(Data items)
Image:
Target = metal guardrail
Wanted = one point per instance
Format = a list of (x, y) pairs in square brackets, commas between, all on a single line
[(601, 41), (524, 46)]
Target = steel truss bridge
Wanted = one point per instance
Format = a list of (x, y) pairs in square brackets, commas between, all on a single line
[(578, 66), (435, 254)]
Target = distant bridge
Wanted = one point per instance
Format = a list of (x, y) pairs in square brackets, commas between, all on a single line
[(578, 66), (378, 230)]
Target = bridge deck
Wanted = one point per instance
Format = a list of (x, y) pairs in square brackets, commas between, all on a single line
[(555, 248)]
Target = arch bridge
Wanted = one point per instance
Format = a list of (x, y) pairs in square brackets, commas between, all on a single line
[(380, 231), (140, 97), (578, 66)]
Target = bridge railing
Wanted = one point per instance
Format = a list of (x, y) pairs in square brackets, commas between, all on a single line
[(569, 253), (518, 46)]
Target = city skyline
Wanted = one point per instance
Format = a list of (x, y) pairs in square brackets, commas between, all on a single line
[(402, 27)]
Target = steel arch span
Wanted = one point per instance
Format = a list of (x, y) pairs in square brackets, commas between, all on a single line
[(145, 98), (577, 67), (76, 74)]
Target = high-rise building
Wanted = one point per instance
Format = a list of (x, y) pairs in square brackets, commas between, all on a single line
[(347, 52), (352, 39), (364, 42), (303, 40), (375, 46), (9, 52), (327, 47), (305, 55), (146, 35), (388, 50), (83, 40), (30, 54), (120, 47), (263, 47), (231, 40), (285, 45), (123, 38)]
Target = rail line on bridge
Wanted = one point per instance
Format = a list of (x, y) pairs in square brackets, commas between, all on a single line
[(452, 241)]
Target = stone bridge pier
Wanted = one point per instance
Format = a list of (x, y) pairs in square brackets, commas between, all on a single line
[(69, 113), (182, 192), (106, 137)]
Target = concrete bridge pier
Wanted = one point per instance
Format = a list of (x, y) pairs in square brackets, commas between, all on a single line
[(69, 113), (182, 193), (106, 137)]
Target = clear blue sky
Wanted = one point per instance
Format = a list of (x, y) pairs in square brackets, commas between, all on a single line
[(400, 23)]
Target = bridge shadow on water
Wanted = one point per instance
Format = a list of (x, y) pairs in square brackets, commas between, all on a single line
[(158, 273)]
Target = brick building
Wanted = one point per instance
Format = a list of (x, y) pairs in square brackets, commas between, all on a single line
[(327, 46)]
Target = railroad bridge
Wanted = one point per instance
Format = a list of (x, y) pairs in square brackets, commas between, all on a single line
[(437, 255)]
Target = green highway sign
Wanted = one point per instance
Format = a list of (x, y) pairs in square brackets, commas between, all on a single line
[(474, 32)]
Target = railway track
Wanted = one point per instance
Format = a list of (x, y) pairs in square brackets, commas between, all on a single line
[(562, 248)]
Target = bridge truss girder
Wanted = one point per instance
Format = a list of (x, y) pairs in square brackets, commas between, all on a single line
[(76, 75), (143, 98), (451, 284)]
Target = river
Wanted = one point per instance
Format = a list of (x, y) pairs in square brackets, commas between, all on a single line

▶ [The problem]
Copy the rows from the line with "Target = arch bridge" to the line with "45), (123, 38)]", both included, leaving each request unchanged. In the answers, scale every x and y coordinate by 0.75 and round to whole numbers, with halves rounded up.

▶ [Answer to this problem]
Target = arch bridge
Wanted = one point per instance
Format = a list of (x, y) pairs in square brackets, commas between, all on a single line
[(285, 173), (105, 73), (434, 50)]
Target = bridge railing
Wanted = one point per instance
Format = a list of (x, y) pairs in square brackets, commas between, all on a single line
[(427, 190), (389, 35)]
Target = city skyline
Wanted = one point per instance
Format = a list of (x, y) pairs in square brackets, commas between, all on a single line
[(302, 20)]
Target = steel arch span
Wanted = one point per instance
Format = a list of (x, y) pairs in square brackets, commas between, all on a single line
[(109, 74), (433, 50), (57, 56)]
Target = high-rise building
Wanted = one point per instance
Format = a list of (x, y) pairs in square brackets, commas between, all on a single line
[(260, 39), (264, 29), (273, 32), (227, 30), (281, 35), (7, 39), (245, 35), (229, 41), (110, 26), (291, 38), (62, 30), (23, 41), (90, 35), (197, 35), (173, 30), (214, 34), (92, 29)]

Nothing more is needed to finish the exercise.